TEXT PROVIDED:
────────────────────

To me, regular expressions are often made far more complicated than they need to be. Sure, there are a lot of options and little details to learn regarding regular expressions, and on top of that, there are many different flavors of regular expressions (python, extended, rust, etc.). Despite this, there are only a few core concepts that one must understand about regular expressions that will then translate in the ability to use any flavor of regular expressions effectively.
Regular expressions exist because a literal text searching program is sometimes not good enough. Let me give you an extremely practical example from my own work to explain.
I recently wrote a script in Microsoft Excel VBA that executed commands from an external library. The code of this external library was not available for me to see, and therefore, I had to use it with limited control. As a result of this, the library would open up a new Excel workbook for every function call I made. In each workbook, there was data that I needed to copy and paste into my main workbook, but in the code, I had no way of determining what the name of this new workbook was. Luckily, Excel opens new workbooks and names them "Book1", "Book2", "Book3", "Book4", etc. Knowing that these new workbooks would always contain the word "Book" at the beginning, I was able to use a regular expression to identify them. My regular expression was quite simple, and looked like this: ^Book[0-9]+
. I have not yet explained what this syntax means, but essentially, we are searching for text that starts with "Book" and ends with 1 or more numbers.
A more common example for regular expressions is searching large documents for email addresses or phone numbers or even validating user input in a web application. Chances are, you will not need to use regular expressions on a daily basis, so I am not going to teach you all the nitty-gritty details that you will forget within a day. Instead, I am going to teach you the methodology behind regular expressions that will give you a foundation to work with. You may have to Google for help regarding specific use cases, but you will never have any confusion about regular expressions.
Let me first start by addressing the fact that there are many different versions of regular expressions. Here are three different ways to use the same regular expression:
// This is how we use a javascript regular expression to match a string with 3 or more digits in it
let myRegExp = /[0-9]{3,}/;
let myStringToMatch = "345";
myRegExp.exec(myStringToMatch); // ["345", index: 0, input: "345", groups: undefined]
# This is the same regexp, but in Python
import re
result = re.search('[0-9]{3,}', '345')
print(result.group(0)) # '345'
# And finally, the same expression written in the bash shell using the grep command
echo "345" | grep -E '[0-9]{3,}' # 345
As you can see, all three languages utilize regular expressions a bit differently, but the actual expression that we are writing in each is exactly the same. Regular expressions are easily translatable from one language to the next.
The easiest way to explain regular expressions is through practical examples and derivations of why we might need a regular expression for a given scenario. Let us start with the following text.

────────────────────

DIRECTIONS FOR THIS TASK: List every example workbook name that the regular-expressions text gives for how Excel names new workbooks. The entries that follow are separate material and don't relate to the regular-expressions text.

────────────────────

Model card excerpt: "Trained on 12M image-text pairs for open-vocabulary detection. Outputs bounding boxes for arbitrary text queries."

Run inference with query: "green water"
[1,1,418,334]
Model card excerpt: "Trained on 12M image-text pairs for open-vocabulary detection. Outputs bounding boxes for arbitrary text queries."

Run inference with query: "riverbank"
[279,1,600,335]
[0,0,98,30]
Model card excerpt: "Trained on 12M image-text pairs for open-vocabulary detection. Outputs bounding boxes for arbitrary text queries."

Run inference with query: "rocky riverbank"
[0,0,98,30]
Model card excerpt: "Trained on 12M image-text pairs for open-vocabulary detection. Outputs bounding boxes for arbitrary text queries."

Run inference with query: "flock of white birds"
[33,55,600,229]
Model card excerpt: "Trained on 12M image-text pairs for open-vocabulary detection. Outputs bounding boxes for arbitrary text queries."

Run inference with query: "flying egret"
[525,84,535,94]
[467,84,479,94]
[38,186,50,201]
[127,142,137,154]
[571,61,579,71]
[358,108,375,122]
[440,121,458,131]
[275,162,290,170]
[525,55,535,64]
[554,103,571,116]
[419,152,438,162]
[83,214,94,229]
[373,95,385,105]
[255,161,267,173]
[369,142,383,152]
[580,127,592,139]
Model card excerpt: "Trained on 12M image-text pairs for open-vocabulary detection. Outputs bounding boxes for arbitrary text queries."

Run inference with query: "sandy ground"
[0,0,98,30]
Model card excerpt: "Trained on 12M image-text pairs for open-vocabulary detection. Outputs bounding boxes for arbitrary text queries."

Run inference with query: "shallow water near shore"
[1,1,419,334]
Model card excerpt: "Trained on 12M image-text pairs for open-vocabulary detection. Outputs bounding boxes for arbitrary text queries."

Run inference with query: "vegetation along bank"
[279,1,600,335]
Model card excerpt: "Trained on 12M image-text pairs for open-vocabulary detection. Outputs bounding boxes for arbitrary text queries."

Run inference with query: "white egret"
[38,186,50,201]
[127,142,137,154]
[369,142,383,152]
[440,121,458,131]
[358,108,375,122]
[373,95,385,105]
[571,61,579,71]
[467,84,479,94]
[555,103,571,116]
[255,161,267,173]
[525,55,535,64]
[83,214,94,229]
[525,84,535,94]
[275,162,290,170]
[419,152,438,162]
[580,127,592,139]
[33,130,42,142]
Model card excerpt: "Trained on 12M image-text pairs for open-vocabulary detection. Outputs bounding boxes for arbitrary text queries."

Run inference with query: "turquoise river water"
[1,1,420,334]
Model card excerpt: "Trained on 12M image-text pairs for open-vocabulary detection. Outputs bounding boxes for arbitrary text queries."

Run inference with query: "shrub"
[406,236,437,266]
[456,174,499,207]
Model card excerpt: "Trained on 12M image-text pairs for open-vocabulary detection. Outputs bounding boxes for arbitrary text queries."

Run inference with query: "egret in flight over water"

────────────────────

WRITTEN SOLUTION: Book1, Book2, Book3, Book4